**Work required**
Reproduce the listing below verbatim, keeping every line as it appears.

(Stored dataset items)
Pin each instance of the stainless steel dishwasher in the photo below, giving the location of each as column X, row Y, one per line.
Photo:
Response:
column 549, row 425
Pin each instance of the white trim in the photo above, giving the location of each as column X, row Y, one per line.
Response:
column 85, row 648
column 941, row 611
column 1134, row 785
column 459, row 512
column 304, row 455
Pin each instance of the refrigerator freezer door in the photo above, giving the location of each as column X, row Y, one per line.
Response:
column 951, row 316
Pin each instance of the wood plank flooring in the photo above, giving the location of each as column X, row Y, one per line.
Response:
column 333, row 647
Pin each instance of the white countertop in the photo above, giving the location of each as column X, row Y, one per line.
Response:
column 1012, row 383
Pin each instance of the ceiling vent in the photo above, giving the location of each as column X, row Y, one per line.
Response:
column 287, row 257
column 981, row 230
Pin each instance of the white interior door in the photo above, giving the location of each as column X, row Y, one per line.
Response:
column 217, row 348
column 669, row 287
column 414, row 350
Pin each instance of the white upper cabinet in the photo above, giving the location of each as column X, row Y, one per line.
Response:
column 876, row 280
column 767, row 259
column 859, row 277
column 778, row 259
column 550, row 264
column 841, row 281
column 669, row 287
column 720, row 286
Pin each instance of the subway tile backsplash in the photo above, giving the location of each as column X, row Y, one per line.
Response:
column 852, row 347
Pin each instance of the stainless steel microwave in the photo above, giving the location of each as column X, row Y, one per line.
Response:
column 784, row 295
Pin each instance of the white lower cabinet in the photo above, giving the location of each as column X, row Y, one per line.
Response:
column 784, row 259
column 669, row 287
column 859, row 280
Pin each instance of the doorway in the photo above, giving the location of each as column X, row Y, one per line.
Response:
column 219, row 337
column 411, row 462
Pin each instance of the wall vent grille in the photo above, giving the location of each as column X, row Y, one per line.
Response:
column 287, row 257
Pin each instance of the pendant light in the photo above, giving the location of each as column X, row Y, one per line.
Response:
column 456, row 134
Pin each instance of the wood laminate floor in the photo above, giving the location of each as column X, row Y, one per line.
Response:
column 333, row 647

**Completed exercise**
Pin each instance of the stainless steel dishwasher in the photo below, giving the location of each as column X, row Y, one per line.
Photo:
Response:
column 549, row 425
Pin each instance of the white trim in the photo above, giving the location of each as column X, row Y, one per line.
Response:
column 85, row 648
column 941, row 611
column 1134, row 785
column 459, row 512
column 304, row 455
Pin each instance of the refrigerator freezer door in the photo above, giving the location of each as column X, row Y, one per line.
Response:
column 951, row 316
Pin each instance of the wood plank flooring in the photo above, giving the location of each as column X, row Y, one per line.
Response:
column 333, row 647
Pin each instance of the white countertop in the photo above, giving the location of each as column X, row Y, one per line.
Response:
column 1012, row 383
Pin each instance of the ceiling vent in the photo above, giving the location of each as column X, row Y, one per line.
Response:
column 287, row 257
column 981, row 230
Pin each instance of the white interior door in the photo above, giving the location of each as column X, row Y, one per line.
Response:
column 217, row 348
column 669, row 287
column 414, row 350
Pin each instance of the white upper cabinet in the photo above, giving the location of each as column X, row Y, one per line.
Response:
column 876, row 280
column 767, row 259
column 859, row 277
column 778, row 259
column 550, row 264
column 841, row 281
column 669, row 287
column 720, row 286
Pin each instance of the subway tile backsplash in the photo above, giving the location of each as column X, row Y, one per line.
Response:
column 852, row 347
Pin each instance of the stainless steel microwave in the photo above, giving the location of each as column X, row Y, one per line.
Response:
column 784, row 295
Pin each instance of the white lower cabinet in the photo above, giving the location of each as column X, row Y, one per line.
Response:
column 784, row 259
column 669, row 287
column 859, row 280
Pin each instance of the doorway in the photo above, giving the location of each as column X, row Y, one per line.
Response:
column 219, row 337
column 411, row 462
Pin each instance of the wall vent grille in the photo above, giving the location of each as column X, row Y, one per line.
Response:
column 287, row 257
Pin each instance of the pendant light in the photo above, giving the location of each as column X, row Y, one per line.
Response:
column 456, row 134
Pin each instance of the wood laminate floor in the photo above, giving the location of each as column X, row Y, one per line.
Response:
column 333, row 647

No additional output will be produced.